■ **Task instructions**: Could you change every "hillside" in the listing to "slope", keep everything else unchanged, and leave the pictures out of your answer?

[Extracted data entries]
----

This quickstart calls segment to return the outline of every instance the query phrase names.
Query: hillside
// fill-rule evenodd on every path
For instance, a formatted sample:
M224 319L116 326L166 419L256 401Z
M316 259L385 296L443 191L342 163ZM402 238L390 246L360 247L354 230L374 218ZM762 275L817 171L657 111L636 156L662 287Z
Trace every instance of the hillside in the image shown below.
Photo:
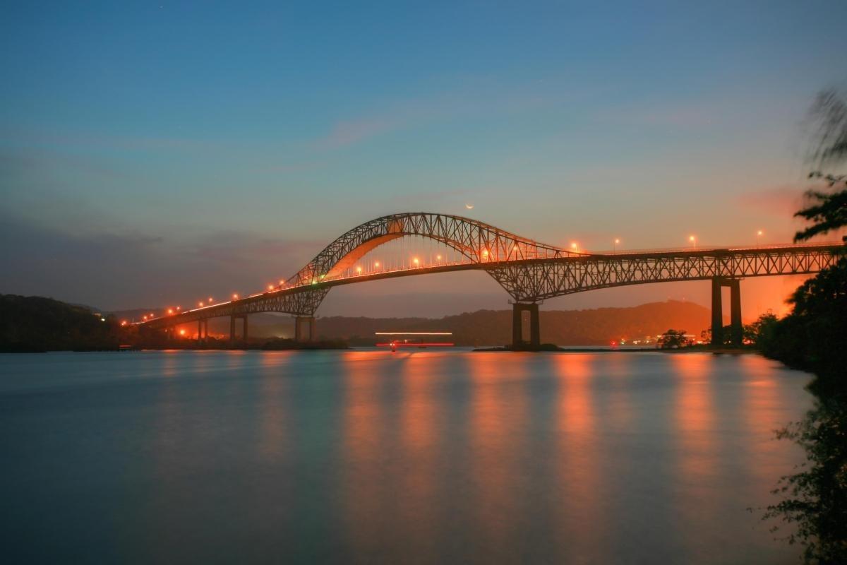
M117 349L112 318L42 296L0 295L0 352Z
M562 346L606 345L612 340L656 335L669 328L700 334L709 326L710 312L698 304L678 301L634 307L590 310L542 310L542 341ZM330 339L373 341L375 331L451 331L458 345L497 345L512 340L511 310L479 310L430 319L327 317L318 320L318 333Z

----

■ **Task answer**:
This quickstart calls segment to return the outline of every instance the query phrase names.
Query: slope
// fill-rule evenodd on every path
For instance, a formatted sample:
M224 319L116 326L166 419L256 401Z
M316 259L385 296L443 191L342 163ZM402 238L390 246L360 247L354 230L374 218ZM762 275L817 171L657 111L636 156L662 287Z
Trace every instance of the slope in the image shown below.
Photo:
M117 349L112 318L42 296L0 295L0 352Z
M562 346L606 345L612 340L656 335L669 328L700 334L709 326L710 312L698 304L678 301L634 307L590 310L542 310L542 341ZM330 339L373 341L375 331L451 331L458 345L497 345L512 340L511 310L479 310L430 319L327 317L318 320L318 333Z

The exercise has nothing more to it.